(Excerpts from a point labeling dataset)
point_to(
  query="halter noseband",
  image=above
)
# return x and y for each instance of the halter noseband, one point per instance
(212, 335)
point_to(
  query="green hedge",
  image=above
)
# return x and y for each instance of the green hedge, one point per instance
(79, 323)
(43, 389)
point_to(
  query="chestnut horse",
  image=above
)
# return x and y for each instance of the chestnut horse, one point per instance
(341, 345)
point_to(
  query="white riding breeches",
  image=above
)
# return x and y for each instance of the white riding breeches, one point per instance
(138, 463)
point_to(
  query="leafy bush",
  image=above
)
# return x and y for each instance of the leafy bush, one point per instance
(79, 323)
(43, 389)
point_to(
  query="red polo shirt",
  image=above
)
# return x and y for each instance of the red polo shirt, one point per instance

> **Challenge**
Reproduce all of the lines above, replacing every occurrence of "chestnut horse" with "bay horse". Leave everything else unchanged.

> **The response**
point_to(
  query="halter noseband",
  image=above
)
# return x and y for each instance of the halter noseband, one point per instance
(212, 335)
point_to(
  query="green hedge",
  image=above
)
# return x and y for each instance of the green hedge, one point per instance
(79, 323)
(43, 389)
point_to(
  query="bay horse",
  image=above
)
# return x and y for each instance of the bay horse, one point per instance
(341, 345)
point_to(
  query="white riding breeches",
  image=above
)
# return x and y for each instance of the white riding breeches, one point per instance
(138, 463)
point_to(
  query="leafy bush",
  image=above
)
# return x and y for each instance of the leafy bush, one point per instance
(79, 323)
(43, 389)
point_to(
  query="red polo shirt",
  image=above
)
# return x and y for each instance of the red polo shirt, one point per instance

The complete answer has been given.